§ Page text:
BEGIN

I don’t mean to argue for theocracy; I think it’s sufficient to maintain that the religious should, when engaging in political life, feel free to articulate publicly their religious motives and reasoning.
There are several reasons why. The first is that law both expresses and enforces certain moral truths which cannot be divorced from broader moral systems, and for the religious — those sharing communities of some overwhelming concern — it’s disingenuous nigh impossible to deliberate on what truths the law should express without citing their religious priors.
And this, secondly, allows their co-religionists to hold them responsible for their claims. The tendency of liberal societies to bifurcate religion and politics into two separate spheres — one private, one public — encourages religious participants in political deliberation to equivocate somewhat about their motives and beliefs, as it’s not really possible in that political context to interrogate them. Yet it should be. As long as the religious are going to participate in governance, it’s going to be better, not worse, to argue out the legitimacy of their claims on their own grounds, rather than accounting for all religiously motivated argumentation as both void and unassailable on the grounds of its privacy. Politics are already religious, as I have argued, and are intrinsically so; in that case, it’s better that we be clear and direct about our convictions than cloak them in a flimsy veil of privacy.
Thirdly, the language of religion often renders legible phenomena that are illegible to the rationalist lens of the modern nation state alone. Consider, for example, evil. In The Death of Satan, historian Andrew Delbanco writes in order to document the “incessant dialectic in American life between the dispossession of Satan under the pressure of modernity and the hunger to get him back” due to his conviction that “if evil, with all the insidious complexity which Augustine attributed to it, escapes the reach of our imagination, it will have established dominion over us all.” The Augustinian conception of evil as privation — a lack, a deficiency, a receding toward non-being — requires an ontology that acknowledges in being some good, and here again we have strayed into the stuff of religion. But this conception of evil is especially important, Delbanco argues, because by locating the source of evil in our own deficiencies, “it offers something the devil himself could never have intended: the miraculous paradox of demanding the best of ourselves.” A lesser explanation of evil couldn’t necessitate such an absolute offering up of one’s own humility and vulnerability, which is, incidentally, exactly the kind of participation that ensures the best of politics.
Lastly, when religion is entirely privatized and politics dominates the public realm totally, there is little with sufficient moral weight to check political hegemony. There is a reason totalitarians seek to swiftly snuff out religious dissenters, and there is also a reason that religions nonetheless endure. The likes of Martin Luther King Jr. and Dietrich Bonhoeffer were able to resist hegemonic — and unjust — political exercise not out of reserves of private religious virtue, but because they produced religious objections to the evils of their respective states and pressed these cases politically, in public. From this perspective it is easy to imagine why the modern nation-state might insist that religion be privatized and ejected from the public sphere; it should be equally easy to imagine why we should resist that effort.

END

§ Record excerpts:
BEGIN

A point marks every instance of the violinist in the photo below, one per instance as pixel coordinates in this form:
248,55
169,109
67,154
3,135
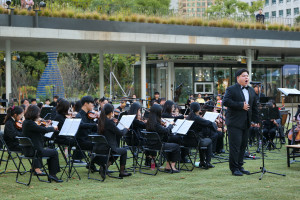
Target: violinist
154,125
198,127
36,134
87,126
109,129
13,127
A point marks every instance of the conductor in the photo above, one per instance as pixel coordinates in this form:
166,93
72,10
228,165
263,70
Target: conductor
240,100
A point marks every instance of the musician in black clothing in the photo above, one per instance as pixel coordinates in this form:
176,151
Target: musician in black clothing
12,130
108,128
200,126
87,126
242,109
36,134
154,125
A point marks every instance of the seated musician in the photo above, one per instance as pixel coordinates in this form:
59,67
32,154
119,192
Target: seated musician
137,125
13,127
270,126
88,126
108,128
154,125
36,133
198,127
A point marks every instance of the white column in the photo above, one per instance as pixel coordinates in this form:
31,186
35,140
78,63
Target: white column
101,74
250,56
8,68
170,81
143,74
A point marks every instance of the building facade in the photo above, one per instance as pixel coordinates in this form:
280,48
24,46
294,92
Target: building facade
194,8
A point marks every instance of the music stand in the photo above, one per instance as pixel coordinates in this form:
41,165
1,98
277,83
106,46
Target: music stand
46,111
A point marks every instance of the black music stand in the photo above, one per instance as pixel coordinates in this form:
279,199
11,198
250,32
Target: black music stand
46,112
266,114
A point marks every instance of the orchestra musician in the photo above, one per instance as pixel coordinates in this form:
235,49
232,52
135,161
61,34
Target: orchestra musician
36,133
154,125
242,109
108,128
200,126
87,127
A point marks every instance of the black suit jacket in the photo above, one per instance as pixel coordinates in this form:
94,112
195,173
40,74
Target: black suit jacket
234,100
35,133
111,131
10,134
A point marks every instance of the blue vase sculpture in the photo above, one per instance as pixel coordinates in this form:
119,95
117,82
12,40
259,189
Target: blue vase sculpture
51,79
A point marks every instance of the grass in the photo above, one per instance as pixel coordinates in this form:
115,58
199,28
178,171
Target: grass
216,183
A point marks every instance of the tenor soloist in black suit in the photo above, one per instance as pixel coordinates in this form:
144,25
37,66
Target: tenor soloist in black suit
240,101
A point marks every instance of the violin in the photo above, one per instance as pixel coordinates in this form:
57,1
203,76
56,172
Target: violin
92,115
297,132
18,125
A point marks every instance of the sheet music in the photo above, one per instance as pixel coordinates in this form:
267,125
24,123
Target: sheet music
211,116
49,135
126,121
167,121
177,125
70,127
287,91
184,128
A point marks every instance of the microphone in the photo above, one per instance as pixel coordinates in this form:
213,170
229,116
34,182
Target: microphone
255,83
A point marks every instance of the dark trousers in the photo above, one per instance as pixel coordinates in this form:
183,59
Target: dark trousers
269,134
123,156
174,155
238,139
53,162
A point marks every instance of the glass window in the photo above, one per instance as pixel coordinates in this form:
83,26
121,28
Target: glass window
183,80
267,15
273,82
296,11
280,13
221,79
203,74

END

§ What this exercise asks:
A. In the essay on religion and politics, which historian wrote The Death of Satan?
B. Show each line of the records that contains the string "trousers", matching case exactly.

§ Solutions per task:
A. Andrew Delbanco

B.
A point marks every instance of the dark trousers in the photo above, one per instance as pixel coordinates in this form:
Target: dark trousers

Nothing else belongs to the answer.